Consigne: Poursuivez l'article sur Haïti cinq ans après le séisme en reprenant juste après sa dernière phrase.

Extrait fourni:
┏━━

5 ans après le tremblement de terre qui frappait Haïti le 12 janvier 2010, la situation du pays reste critique. La reconstruction se fait attendre dans la capitale et de nombreux Haïtiens à travers le pays vivent toujours dans des conditions sanitaires déplorables, sous la menace des flambées de choléra.
A Port-au-Prince, désordre politique et chaos social
Le 1er janvier, Haïti célébrait son indépendance. Cela fait 211 ans que la première république noire de l’Histoire a renvoyé l’armée napoléonienne dans ses frégates direction la métropole. 211 ans que les régimes politiques s’y succèdent, souvent autoritaires, parfois militaires. Enfin démocratiques aujourd’hui, mais toujours englués dans une corruption qui creuse les inégalités et nourrit la misère.
Une situation que dénoncent les Haïtiens. Port-au-Prince, qui rassemble un quart des 10 millions d’habitants du pays, est le théâtre de manifestations menées par l’opposition au président Michel Martelly. La colère monte et la foule des mécontents grandit chaque jour. Car le pays est dans une impasse politique. Le Premier Ministre, Laurent Lamothe, a posé sa démission en décembre. Les élections parlementaires qui doivent être organisées depuis 3 ans n’ont toujours pas eu lieu. Le 12 janvier, députés et sénateurs seront parvenus au terme de leur mandat. C’est par décret que le président pourra gouverner, laissant craindre des abus de pouvoir. Comme aux heures sombres de la dictature des Duvalier père et fils. (...)
Des milliers d’Haïtiens sont encore « provisoirement » logés dans des camps de déplacés autour de Port-au-Prince, notamment parce que toutes les promesses d’aide financière de la communauté internationale n’ont pas été tenues. Le centre-ville, sévèrement détruit par le séisme de 2010, est toujours en ruine. Partout dans la ville, pour s’en sortir, on vend sur des étals sommaires quelques denrées alimentaires, des produits d’entretien ou de l’essence en bouteille. Les conversations se perdent dans les bruits de circulation, dans le klaxon des tap-taps, ces taxis collectifs bondés, couverts de figures peintes et de louanges à la gloire du Bon Dieu. Dans l’air flotte le parfum âcre des détritus que l’on brûle, faute de gestion des déchets, quand ils débordent des fossés où on les entasse. (...)

┗━━

Données d'étude:
┏━━

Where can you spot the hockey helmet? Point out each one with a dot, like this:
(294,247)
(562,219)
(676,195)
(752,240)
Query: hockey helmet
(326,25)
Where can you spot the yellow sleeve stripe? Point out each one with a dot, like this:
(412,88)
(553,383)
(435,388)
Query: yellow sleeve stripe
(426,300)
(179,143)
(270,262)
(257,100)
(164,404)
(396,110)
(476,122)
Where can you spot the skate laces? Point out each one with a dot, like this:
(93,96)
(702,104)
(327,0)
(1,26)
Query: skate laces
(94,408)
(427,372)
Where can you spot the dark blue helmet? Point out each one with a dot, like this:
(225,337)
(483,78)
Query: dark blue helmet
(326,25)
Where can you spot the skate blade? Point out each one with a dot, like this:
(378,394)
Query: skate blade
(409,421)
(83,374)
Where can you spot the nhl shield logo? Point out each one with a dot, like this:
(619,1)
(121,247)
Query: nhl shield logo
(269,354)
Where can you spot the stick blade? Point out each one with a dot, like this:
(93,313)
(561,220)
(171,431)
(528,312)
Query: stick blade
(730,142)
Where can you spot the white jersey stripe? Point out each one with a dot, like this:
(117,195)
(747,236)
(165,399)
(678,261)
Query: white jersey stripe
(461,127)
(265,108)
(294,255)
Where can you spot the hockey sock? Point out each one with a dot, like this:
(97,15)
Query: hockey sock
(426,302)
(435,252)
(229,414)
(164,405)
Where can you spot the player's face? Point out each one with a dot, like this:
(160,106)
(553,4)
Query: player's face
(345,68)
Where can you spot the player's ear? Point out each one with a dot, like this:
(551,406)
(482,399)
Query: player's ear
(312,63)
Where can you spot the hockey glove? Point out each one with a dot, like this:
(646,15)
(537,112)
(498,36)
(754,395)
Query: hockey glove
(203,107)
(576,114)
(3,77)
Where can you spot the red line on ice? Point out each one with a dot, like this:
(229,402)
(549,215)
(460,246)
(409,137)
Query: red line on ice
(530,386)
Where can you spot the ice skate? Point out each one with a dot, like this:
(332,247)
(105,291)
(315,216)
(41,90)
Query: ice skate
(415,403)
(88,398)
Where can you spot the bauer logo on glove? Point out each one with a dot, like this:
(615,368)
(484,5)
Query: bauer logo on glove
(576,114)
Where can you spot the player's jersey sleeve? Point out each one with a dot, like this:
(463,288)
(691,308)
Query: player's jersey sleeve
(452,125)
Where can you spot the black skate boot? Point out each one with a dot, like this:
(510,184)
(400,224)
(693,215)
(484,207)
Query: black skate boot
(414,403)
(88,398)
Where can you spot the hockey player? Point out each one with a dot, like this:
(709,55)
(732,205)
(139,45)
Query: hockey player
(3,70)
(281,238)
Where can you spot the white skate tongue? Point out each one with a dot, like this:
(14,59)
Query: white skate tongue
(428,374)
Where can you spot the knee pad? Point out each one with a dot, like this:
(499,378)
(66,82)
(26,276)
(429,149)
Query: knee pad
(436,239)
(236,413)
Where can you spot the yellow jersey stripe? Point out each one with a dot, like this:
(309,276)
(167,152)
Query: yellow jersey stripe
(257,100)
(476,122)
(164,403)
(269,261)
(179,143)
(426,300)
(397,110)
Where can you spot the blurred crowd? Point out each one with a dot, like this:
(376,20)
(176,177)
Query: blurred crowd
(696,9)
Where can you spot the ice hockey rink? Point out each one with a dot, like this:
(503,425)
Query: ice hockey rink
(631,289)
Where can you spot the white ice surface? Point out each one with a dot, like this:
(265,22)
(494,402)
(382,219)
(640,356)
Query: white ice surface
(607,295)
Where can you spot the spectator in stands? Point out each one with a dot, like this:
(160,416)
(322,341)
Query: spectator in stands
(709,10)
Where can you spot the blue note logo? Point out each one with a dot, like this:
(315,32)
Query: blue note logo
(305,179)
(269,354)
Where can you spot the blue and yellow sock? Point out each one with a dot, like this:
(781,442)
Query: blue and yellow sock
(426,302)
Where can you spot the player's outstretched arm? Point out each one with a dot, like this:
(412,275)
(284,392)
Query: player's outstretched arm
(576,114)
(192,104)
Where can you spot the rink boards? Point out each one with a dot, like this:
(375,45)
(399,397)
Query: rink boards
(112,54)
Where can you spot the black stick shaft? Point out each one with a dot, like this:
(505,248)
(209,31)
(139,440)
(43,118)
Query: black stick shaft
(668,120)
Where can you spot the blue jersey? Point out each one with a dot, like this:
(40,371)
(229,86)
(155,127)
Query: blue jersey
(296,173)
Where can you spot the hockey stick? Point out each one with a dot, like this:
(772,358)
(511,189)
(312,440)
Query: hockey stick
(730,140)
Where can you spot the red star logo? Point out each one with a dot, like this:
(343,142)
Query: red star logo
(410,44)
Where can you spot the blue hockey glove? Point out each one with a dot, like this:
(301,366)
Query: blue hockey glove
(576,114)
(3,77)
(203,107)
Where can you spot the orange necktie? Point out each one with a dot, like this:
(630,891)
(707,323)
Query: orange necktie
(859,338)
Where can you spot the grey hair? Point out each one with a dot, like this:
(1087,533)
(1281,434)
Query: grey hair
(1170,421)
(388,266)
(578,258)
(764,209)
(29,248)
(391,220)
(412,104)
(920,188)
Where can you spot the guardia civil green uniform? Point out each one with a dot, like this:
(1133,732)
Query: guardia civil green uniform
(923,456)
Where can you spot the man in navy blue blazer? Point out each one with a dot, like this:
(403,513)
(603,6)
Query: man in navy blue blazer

┗━━

Réponse:
La stigmatisation engendrée par le choléra est forte. D’anciens malades refusent même de prononcer le nom de la maladie, de peur d’être considérés comme malpropres. Ou pire, comme possédés. Certains ougans, les sorciers traditionnels vaudous auxquels les Haïtiens ont recours pour soigner maux physiques et mystiques, ont même été accusés de répandre de la poudre de choléra et lynchés par leurs concitoyens. La honte est telle que de nombreux cas n’ont pas été déclarés et des morts cachés, enterrés sans sac mortuaire ni chaux, les précautions d’usage.
Si aujourd’hui la population est mieux informée et que des relais sont en mesure d’apporter les premiers soins aux malades dans les zones reculées puis de les transporter vers les centres de traitement, les autorités sanitaires restent dépassées. Et Médecins du monde demeure un acteur-clé de la réponse au choléra, crise sanitaire majeure liée au séisme. Son action en Haïti depuis 25 ans, en matière de soins de santé primaires ou de prise en charge gratuite des femmes enceintes et des jeunes enfants, est toujours sans commune mesure avec les actions du gouvernement. Un habitant d’Abricots le crie aux équipes de passage : « medsen di mond se chouchou nou ! » Médecins du Monde c’est notre chouchou.